··· Teks Berita ···

Selasa 15 Aug 2017 08:51 WIB

Bocoran Email Sebut Putra Mahkota Saudi Ingin Akhiri Perang Yaman

Rep: Fira Nursya'bani/ Red: Nidia Zuraya
Wakil Putra Mahkota Kerajaan Arab Saudi Mohammed bin Salman bin Abdulaziz Al Saud.
Foto: AP
Wakil Putra Mahkota Kerajaan Arab Saudi Mohammed bin Salman bin Abdulaziz Al Saud.

REPUBLIKA.CO.ID, RIYADH - Putra mahkota Arab Saudi, Mohammed bin Salman bin Abdulaziz Al Saud, mengatakan kepada dua mantan pejabat Amerika bahwa dia ingin perang Yaman, yang dimulainya dua tahun lalu, untuk bisa segera berakhir. Penyataan itu diketahui dari bocoran email yang dipublikasikan oleh Middle East Eye.

Pewaris tahta kerajaan Saudi berusia 31 tahun itu juga mengatakan ia tidak menentang pendekatan AS terhadap Iran. Kebocoran tersebut berkaitan dengan diskusi yang dia lakukan di Timur Tengah dengan Martin Indyk, mantan Duta Besar AS untuk Israel, dan Steven Hadley, yang bertugas sebagai penasihat keamanan nasional AS selama masa jabatan Presiden AS George W Bush.

Percakapan tersebut berlangsung setidaknya satu bulan sebelum Arab Saudi, UEA, Bahrain, dan Mesir memutuskan hubungan diplomatik dan ekonomi dengan Qatar. Mereka menuduh Qatar mencoba merongrong perang Yaman dan memiliki hubungan persahabatan dengan Iran.

Rincian pertemuan antara Mohammed bin Salman dan mantan pejabat Amerika itu terungkap dalam pertukaran email, antara Indyk dan Yousef al-Otaiba, Duta Besar UEA di Washington, DC. Menurut Middle East Eye, pertukaran email itu kemudian ditemukan oleh kelompok GlobalLeaks.

··· Informasi Hasil Ekstraksi ···

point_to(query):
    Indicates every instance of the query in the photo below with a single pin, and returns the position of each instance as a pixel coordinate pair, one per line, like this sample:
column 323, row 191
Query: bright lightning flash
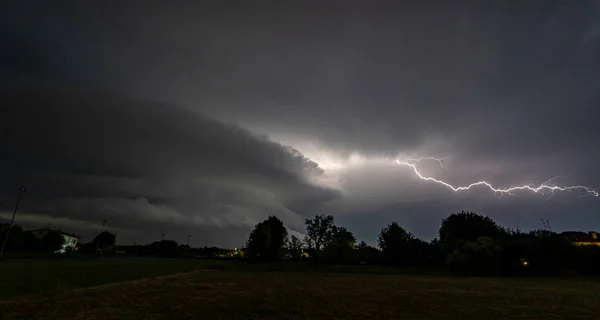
column 547, row 186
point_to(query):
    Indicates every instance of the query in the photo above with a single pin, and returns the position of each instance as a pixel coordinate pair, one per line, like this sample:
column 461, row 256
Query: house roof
column 579, row 236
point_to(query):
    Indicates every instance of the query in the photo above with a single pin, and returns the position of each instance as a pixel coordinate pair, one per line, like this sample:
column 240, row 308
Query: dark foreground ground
column 223, row 293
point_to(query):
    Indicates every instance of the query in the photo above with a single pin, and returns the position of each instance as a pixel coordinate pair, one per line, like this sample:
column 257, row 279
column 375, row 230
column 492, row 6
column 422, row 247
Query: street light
column 22, row 190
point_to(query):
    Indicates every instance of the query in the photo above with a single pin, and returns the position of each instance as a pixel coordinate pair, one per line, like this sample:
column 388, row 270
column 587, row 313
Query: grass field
column 26, row 277
column 237, row 294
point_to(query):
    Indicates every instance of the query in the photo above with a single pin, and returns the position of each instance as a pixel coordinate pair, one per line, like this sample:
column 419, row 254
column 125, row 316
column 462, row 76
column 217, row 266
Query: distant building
column 582, row 238
column 71, row 240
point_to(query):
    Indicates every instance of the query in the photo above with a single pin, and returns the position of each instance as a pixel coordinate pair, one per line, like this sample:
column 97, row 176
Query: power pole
column 187, row 249
column 22, row 190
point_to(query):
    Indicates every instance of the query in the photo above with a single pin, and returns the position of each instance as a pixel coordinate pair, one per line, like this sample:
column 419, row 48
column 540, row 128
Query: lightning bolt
column 547, row 186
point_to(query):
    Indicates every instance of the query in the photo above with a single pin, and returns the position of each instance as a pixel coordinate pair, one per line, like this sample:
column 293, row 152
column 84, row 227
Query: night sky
column 190, row 118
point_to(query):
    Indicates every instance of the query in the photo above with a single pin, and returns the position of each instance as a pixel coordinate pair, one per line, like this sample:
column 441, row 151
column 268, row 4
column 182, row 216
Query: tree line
column 467, row 244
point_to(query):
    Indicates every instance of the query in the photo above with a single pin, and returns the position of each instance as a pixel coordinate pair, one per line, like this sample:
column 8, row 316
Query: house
column 70, row 243
column 582, row 238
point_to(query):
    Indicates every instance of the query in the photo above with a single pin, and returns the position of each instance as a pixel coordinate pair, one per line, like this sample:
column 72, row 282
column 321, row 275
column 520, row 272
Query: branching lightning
column 547, row 186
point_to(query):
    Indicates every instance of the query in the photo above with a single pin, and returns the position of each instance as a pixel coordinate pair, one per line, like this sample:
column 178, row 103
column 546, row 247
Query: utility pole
column 22, row 190
column 187, row 249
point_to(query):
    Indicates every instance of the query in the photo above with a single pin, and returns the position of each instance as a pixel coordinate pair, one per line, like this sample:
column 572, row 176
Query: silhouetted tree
column 105, row 242
column 267, row 239
column 396, row 244
column 340, row 248
column 459, row 228
column 294, row 246
column 319, row 231
column 480, row 257
column 367, row 254
column 52, row 241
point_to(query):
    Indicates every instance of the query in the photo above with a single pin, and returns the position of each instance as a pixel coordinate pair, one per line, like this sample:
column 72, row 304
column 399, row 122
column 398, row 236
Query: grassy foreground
column 225, row 294
column 28, row 276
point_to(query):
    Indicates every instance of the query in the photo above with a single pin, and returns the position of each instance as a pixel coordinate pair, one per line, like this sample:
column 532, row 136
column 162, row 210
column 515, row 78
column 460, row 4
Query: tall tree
column 319, row 231
column 52, row 241
column 367, row 254
column 267, row 239
column 294, row 246
column 401, row 247
column 340, row 248
column 105, row 242
column 461, row 227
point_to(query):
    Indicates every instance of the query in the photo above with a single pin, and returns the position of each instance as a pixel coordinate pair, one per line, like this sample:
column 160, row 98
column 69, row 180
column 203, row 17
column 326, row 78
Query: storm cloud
column 91, row 157
column 173, row 116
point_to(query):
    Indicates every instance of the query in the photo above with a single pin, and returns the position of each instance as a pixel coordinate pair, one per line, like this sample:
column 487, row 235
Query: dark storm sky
column 186, row 118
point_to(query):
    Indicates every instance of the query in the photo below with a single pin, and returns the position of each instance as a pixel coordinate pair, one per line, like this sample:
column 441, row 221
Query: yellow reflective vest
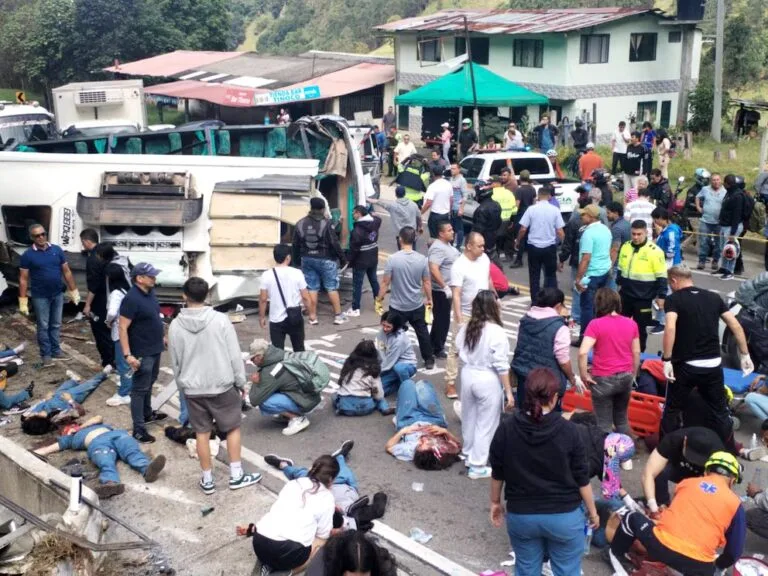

···

• _Ketentuan Tugas_: Salin persis bagian dari teks berita soal bocoran email itu, mulai dari kata-kata "Rep: Fira Nursya'bani/" sampai kata-kata "George W Bush.". Data di atas sama sekali tidak berhubungan dengan teks berita.

• _Jawaban Akhir_:
Rep: Fira Nursya'bani/ Red: Nidia Zuraya
Wakil Putra Mahkota Kerajaan Arab Saudi Mohammed bin Salman bin Abdulaziz Al Saud.
Foto: AP
Wakil Putra Mahkota Kerajaan Arab Saudi Mohammed bin Salman bin Abdulaziz Al Saud.

REPUBLIKA.CO.ID, RIYADH - Putra mahkota Arab Saudi, Mohammed bin Salman bin Abdulaziz Al Saud, mengatakan kepada dua mantan pejabat Amerika bahwa dia ingin perang Yaman, yang dimulainya dua tahun lalu, untuk bisa segera berakhir. Penyataan itu diketahui dari bocoran email yang dipublikasikan oleh Middle East Eye.

Pewaris tahta kerajaan Saudi berusia 31 tahun itu juga mengatakan ia tidak menentang pendekatan AS terhadap Iran. Kebocoran tersebut berkaitan dengan diskusi yang dia lakukan di Timur Tengah dengan Martin Indyk, mantan Duta Besar AS untuk Israel, dan Steven Hadley, yang bertugas sebagai penasihat keamanan nasional AS selama masa jabatan Presiden AS George W Bush.